The launch of Bitcoin kickstarted the journey towards achieving full financial privacy. While Bitcoin doesn’t offer full privacy by default, it’s possible to remain anonymous by not pairing your real world identity to a Bitcoin address. The Lightning Network (LN), Bitcoin’s layer 2 scaling solution for off-chain cheap and fast transactions, is now synonymous with the future of Bitcoin. One of the most common misconceptions that a lot of Bitcoiners have is that the LN offers private off-chain transactions. This is not exactly the case and in this article I will highlight some of the privacy issues with the LN. The idea isn’t to spread FUD but to educate by openly discussing trade-offs and scenarios where the LN isn’t great for privacy. Furthermore the lens from which we will be looking at privacy, is that no third party should have the ability to trace the origin and destination of a payment.

 

At first glance the LN seems more private than conducting transactions on the base chain, by executing these transactions off-chain, the privacy vulnerabilities are better understood when the mechanism of how the LN takes payments off-chain is grasped.The LN consists of a set of connected computers that route bitcoin payments to one another. In order to route the transactions, these computers have to be able to locate each other over the internet, so when a new lightning node joins the network, it announces its address and its node ID via the gossip network. Even though this process leaks user information, it’s necessary for building payment routes. It’s the information that potential adversaries can exploit to know the approximate location and internet service provider for a given IP address.

 

For simplicity’s sake we will classify the potential adversaries into two groups; namely global network eavesdroppers (GNA) and intermediary adversary nodes (IAN). Global network eavesdroppers have the ability to see as well as analyze traffic on the internet and these include internet service providers, intelligence agencies, chain analysis companies, and internet exchanges to name a few. Intermediary adversary nodes are compromised parts of the payments routing path. Although they aren’t able to identify the original sender of the payment or its final destination, they are still able to see the predecessor node, successor node, payment amount and time sent. These two attack vectors make it possible to reduce the anonymity set (i.e this is a set of identities that, from an adversary’s perspective, an action could correspond to) of a user. In other words unmasking the identity of the original sender as well as the receiver of a payment becomes very much possible.

INFORMATION SUPPLIED:
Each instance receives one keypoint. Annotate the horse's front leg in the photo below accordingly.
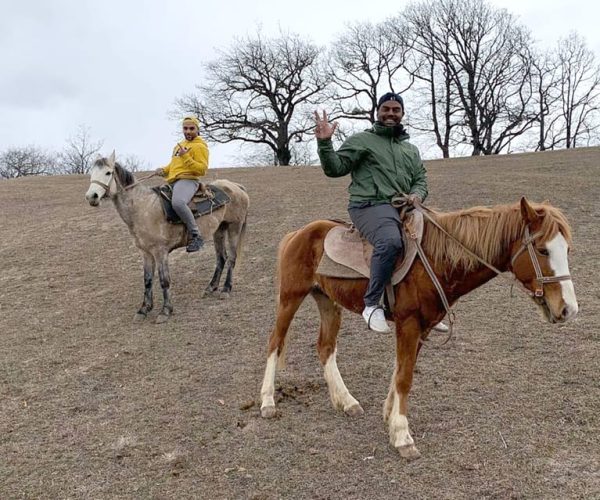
(147, 304)
(219, 242)
(165, 283)
(395, 410)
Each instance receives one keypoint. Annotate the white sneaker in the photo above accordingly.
(441, 327)
(375, 319)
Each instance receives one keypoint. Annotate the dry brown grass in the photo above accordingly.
(93, 405)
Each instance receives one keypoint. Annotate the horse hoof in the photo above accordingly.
(161, 318)
(409, 452)
(354, 411)
(268, 412)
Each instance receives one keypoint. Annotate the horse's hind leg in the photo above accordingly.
(219, 241)
(331, 316)
(276, 351)
(234, 231)
(147, 304)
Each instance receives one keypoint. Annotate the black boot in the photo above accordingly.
(195, 243)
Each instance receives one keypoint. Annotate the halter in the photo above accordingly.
(527, 244)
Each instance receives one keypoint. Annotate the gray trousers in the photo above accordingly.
(381, 226)
(183, 191)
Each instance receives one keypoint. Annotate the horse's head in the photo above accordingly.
(540, 261)
(102, 180)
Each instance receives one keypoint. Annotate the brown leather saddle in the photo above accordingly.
(208, 198)
(348, 255)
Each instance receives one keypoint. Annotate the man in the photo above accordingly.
(188, 164)
(382, 164)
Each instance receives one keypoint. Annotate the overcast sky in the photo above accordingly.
(116, 66)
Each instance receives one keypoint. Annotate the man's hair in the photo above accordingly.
(390, 96)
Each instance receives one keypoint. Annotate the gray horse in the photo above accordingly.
(140, 208)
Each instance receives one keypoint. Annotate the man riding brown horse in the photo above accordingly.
(382, 164)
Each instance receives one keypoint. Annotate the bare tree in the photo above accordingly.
(579, 90)
(436, 103)
(261, 91)
(480, 56)
(78, 155)
(29, 160)
(364, 63)
(546, 85)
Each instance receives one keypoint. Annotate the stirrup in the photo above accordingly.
(195, 244)
(387, 330)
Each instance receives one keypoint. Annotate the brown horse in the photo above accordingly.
(141, 209)
(499, 235)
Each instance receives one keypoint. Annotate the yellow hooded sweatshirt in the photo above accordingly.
(191, 165)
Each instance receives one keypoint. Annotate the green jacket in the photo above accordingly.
(380, 160)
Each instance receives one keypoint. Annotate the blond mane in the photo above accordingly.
(488, 232)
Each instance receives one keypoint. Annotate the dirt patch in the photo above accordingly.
(94, 405)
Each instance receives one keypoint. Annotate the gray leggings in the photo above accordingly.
(183, 191)
(381, 226)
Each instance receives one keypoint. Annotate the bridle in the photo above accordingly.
(105, 186)
(527, 244)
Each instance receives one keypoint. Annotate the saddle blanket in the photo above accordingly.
(207, 199)
(348, 255)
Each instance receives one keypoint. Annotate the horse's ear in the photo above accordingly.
(528, 212)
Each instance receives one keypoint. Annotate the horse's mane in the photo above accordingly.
(125, 176)
(488, 232)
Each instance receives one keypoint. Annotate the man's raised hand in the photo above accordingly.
(324, 129)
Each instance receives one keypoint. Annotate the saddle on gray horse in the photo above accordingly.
(348, 255)
(208, 198)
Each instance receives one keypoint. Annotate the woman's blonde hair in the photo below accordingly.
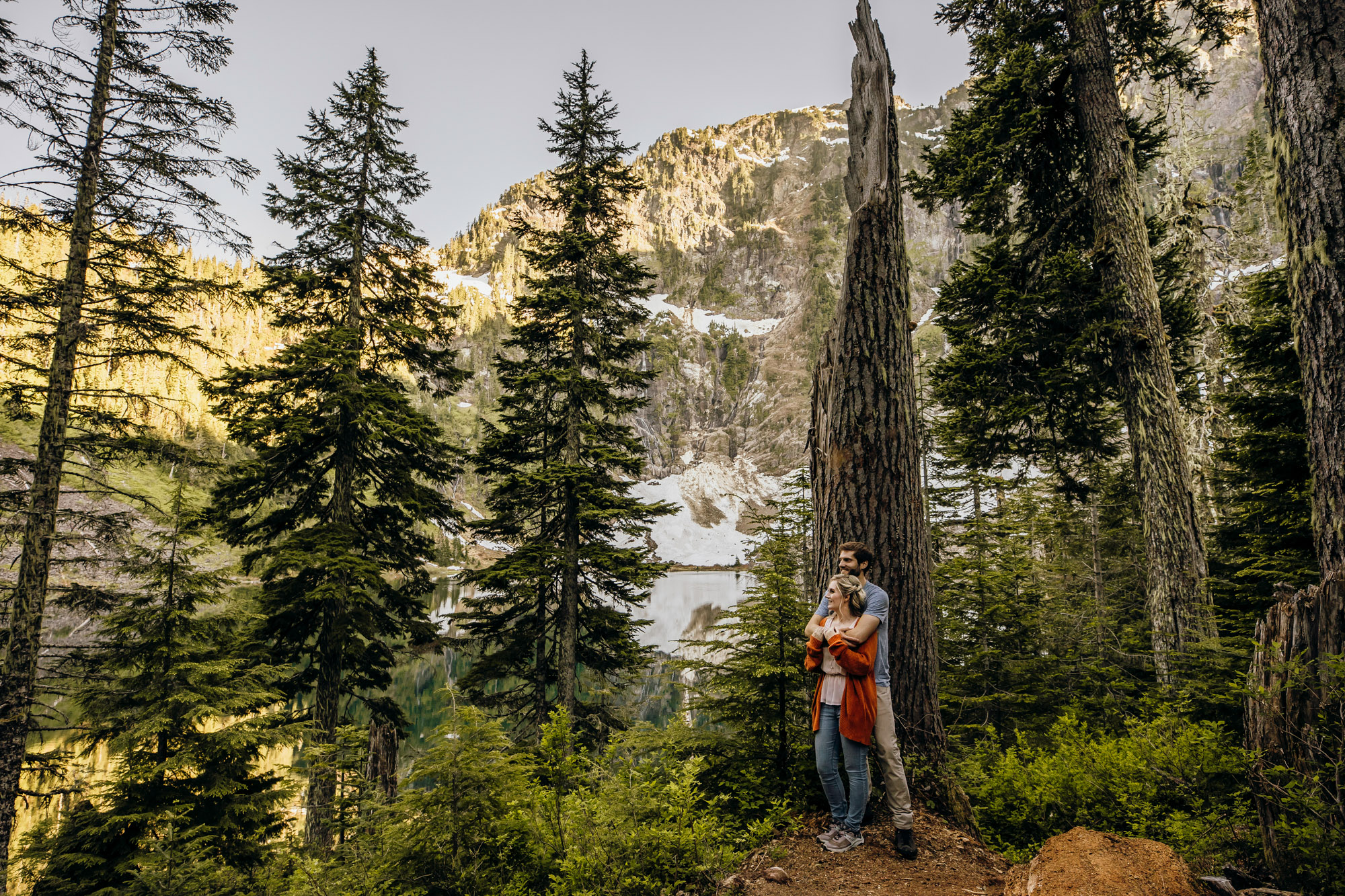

AIM A: In the article on Lightning Network privacy, what does a new lightning node announce through the gossip network when it joins?
AIM B: Reproduce the part of the article on Lightning Network privacy that opens with the words containing "At first glance" and closes with "given IP address.".
The rows have no role in this exercise.

FULL SOLUTION A: Its address and its node ID.

FULL SOLUTION B:
At first glance the LN seems more private than conducting transactions on the base chain, by executing these transactions off-chain, the privacy vulnerabilities are better understood when the mechanism of how the LN takes payments off-chain is grasped.The LN consists of a set of connected computers that route bitcoin payments to one another. In order to route the transactions, these computers have to be able to locate each other over the internet, so when a new lightning node joins the network, it announces its address and its node ID via the gossip network. Even though this process leaks user information, it’s necessary for building payment routes. It’s the information that potential adversaries can exploit to know the approximate location and internet service provider for a given IP address.